— Start of Reading text —

The Problem with Model Resolution
Modeling the global ocean is inherently difficult. Throughout the history of ocean model development, from the earliest models using very basic computing products by modern standards, through to the modern state-of-the-art ‘million-lines-of-code’ behemoths, researchers have struggled to deal with issues of resolution i.e. the geographical scale at which a model runs - where the smaller your grid resolution is, the better your representation of the ocean.
 
According to Professor Sergey Danilov, who works on ocean model development at the Climate Dynamics Division of the Alfred Wegener Institute, Bremerhaven, Germany, the main challenge has always been to make the models reproduce the water mass characteristics and circulation that we observe in the real ocean.
 
“Motions at small spatial and temporal scales cannot be modeled and are therefore parameterized,” he says. “This creates errors, which can accumulate over time. So, modelers try to reduce these by increasing resolution, improving the fidelity of parameterizations, or improving numerical algorithms.”
 
This sentiment is echoed in former MIT oceanographer Carl Wunsch’s book Modern Observational Physical Oceanography, where the author explains that no model has perfect resolution. This means that some processes are always omitted – an obstacle that nature does not face. “The user must determine whether the omission of those processes is important,” writes Wunsch. “Even were it possible to perfectly numerically represent the assumed equations, errors always exist in computer codes.”
 
The Search for MH370
Nevertheless, scientists who specialize in ocean model development have made massive strides in their quest for perfection. When a flaperon (part of a plane wing) from missing Malaysian airlines flight MH370 turned up on La Réunion Island in the Indian Ocean in July 2015, Dr. Durgadoo and his colleagues had a brilliant idea. By using their state-of-the-art ocean model, they reasoned that it should be possible to help find out where the plane had crashed.

— End of Reading text —
— Start of Data entries —

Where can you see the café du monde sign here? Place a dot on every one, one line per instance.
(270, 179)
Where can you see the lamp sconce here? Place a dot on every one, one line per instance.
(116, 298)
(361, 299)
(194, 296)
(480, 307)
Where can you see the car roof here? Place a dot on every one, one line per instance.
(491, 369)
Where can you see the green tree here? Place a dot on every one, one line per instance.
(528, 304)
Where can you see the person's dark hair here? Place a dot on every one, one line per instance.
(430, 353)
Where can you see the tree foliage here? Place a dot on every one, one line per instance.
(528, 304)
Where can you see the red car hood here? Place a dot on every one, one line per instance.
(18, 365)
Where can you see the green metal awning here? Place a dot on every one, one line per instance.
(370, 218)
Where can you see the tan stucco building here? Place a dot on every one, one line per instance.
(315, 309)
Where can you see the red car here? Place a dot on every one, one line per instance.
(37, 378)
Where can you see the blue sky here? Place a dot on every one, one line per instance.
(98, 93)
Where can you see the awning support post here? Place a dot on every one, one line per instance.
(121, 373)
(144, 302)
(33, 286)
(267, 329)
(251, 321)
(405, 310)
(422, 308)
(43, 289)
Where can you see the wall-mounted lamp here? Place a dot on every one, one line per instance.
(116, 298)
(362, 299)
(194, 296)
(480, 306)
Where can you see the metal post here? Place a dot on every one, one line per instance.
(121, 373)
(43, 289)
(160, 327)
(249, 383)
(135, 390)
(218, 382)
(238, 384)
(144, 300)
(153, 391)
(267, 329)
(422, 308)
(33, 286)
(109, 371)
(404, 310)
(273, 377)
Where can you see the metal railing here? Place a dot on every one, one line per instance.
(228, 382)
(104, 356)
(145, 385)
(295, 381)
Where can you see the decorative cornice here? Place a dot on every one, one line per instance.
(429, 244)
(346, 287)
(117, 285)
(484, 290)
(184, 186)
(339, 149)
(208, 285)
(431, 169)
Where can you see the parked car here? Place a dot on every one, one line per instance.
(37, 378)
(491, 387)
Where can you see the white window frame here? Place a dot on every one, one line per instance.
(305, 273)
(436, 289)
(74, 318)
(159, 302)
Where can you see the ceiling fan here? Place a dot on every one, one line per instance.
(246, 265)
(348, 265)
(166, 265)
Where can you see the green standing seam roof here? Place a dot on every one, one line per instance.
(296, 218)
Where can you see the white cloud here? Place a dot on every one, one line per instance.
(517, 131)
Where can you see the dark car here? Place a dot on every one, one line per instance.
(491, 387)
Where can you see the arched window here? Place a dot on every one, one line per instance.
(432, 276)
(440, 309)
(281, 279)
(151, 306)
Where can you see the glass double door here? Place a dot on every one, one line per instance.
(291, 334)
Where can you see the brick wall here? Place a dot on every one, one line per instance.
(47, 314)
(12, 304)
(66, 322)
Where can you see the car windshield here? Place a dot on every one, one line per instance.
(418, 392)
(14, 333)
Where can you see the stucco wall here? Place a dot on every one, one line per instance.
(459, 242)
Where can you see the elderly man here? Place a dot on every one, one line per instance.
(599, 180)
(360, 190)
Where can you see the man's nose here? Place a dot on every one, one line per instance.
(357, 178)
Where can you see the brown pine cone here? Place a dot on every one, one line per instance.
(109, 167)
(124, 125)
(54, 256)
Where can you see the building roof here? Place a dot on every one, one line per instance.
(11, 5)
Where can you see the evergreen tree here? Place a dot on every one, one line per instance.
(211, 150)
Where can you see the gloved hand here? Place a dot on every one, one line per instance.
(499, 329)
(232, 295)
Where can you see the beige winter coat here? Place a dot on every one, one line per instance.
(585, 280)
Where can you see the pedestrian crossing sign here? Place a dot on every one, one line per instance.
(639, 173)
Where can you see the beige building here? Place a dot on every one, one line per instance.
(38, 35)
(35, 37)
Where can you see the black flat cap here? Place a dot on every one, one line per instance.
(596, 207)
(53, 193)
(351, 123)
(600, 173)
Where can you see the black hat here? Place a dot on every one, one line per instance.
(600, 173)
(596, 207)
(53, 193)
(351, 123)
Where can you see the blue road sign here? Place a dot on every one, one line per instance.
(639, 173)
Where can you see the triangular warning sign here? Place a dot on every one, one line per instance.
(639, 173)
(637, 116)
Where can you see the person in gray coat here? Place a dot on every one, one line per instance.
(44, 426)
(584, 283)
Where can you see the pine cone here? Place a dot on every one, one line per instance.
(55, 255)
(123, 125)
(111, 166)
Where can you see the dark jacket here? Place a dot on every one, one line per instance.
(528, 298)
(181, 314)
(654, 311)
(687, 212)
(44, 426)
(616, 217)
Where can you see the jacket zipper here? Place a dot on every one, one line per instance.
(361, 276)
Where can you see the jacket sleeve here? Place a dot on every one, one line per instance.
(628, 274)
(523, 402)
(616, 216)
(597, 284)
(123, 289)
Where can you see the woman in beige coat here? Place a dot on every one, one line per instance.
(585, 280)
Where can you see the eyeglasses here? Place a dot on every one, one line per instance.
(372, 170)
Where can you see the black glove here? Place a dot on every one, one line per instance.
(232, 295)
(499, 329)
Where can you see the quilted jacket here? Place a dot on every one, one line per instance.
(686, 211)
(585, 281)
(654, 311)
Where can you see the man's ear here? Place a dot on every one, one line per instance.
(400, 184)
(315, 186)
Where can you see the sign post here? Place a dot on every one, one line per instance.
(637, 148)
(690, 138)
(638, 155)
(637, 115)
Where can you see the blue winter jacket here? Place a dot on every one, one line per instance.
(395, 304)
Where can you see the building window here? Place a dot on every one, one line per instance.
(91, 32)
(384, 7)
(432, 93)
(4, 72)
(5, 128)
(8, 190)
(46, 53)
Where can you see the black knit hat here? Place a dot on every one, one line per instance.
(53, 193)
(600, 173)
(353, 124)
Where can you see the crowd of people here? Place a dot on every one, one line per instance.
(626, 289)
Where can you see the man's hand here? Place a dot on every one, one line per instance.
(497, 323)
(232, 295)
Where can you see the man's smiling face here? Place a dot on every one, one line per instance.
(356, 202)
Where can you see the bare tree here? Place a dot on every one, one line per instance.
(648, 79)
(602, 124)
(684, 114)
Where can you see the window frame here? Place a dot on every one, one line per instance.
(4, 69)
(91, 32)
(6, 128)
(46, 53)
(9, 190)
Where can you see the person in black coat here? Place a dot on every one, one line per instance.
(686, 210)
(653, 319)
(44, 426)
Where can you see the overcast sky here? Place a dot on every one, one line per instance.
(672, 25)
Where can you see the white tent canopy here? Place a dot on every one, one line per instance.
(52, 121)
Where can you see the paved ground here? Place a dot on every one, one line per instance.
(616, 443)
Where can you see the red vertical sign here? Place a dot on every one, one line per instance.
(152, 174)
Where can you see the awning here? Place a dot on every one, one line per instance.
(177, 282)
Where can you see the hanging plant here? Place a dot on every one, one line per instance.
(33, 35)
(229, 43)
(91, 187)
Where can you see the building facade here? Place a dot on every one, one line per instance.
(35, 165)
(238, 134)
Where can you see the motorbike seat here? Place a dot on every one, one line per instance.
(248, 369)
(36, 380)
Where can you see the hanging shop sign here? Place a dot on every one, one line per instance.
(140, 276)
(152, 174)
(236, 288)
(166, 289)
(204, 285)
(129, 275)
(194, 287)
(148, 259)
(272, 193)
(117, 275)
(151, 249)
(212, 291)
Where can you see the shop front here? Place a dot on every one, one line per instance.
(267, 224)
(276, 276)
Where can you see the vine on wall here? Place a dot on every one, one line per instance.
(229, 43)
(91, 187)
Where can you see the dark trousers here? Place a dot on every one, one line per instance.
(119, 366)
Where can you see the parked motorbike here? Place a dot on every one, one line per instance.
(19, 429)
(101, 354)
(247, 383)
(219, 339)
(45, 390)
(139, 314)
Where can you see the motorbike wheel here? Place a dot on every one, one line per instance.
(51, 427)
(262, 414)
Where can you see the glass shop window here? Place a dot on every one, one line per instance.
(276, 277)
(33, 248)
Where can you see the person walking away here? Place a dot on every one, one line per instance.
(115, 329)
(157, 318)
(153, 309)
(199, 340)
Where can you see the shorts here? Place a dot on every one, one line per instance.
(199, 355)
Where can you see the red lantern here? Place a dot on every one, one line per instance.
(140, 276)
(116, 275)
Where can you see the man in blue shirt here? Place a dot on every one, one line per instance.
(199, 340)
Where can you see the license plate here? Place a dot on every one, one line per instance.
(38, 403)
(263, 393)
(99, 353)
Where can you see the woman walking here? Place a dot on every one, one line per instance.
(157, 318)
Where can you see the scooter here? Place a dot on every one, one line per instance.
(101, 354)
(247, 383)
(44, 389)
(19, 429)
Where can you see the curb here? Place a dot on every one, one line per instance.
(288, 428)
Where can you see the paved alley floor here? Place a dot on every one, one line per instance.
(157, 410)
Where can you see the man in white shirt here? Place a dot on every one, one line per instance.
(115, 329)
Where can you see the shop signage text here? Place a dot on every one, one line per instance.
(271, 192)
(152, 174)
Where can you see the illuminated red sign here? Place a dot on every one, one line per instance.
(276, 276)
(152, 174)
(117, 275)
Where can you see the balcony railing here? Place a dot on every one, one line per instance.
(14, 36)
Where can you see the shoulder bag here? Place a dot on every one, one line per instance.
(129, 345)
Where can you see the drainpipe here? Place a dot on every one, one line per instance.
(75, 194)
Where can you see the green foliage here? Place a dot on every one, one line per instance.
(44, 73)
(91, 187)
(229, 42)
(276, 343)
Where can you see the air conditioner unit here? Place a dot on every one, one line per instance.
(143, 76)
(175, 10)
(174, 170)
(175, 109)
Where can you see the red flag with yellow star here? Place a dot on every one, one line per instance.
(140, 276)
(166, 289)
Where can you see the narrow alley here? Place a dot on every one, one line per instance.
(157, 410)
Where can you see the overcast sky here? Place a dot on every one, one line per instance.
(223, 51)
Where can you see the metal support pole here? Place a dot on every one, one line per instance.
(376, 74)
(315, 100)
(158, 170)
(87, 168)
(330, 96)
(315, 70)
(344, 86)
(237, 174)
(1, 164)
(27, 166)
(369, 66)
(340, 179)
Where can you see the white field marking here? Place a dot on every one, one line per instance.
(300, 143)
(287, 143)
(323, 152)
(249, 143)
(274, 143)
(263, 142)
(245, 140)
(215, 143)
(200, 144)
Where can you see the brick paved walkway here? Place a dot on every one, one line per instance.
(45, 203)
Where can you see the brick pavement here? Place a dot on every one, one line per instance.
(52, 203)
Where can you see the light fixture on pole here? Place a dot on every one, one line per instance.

— End of Data entries —

| What you are asked to do |
Rewrite the ocean modeling text from "The Search for" to "plane had crashed.", putting "wing component" in place of "flaperon".

| Task output |
The Search for MH370
Nevertheless, scientists who specialize in ocean model development have made massive strides in their quest for perfection. When a wing component (part of a plane wing) from missing Malaysian airlines flight MH370 turned up on La Réunion Island in the Indian Ocean in July 2015, Dr. Durgadoo and his colleagues had a brilliant idea. By using their state-of-the-art ocean model, they reasoned that it should be possible to help find out where the plane had crashed.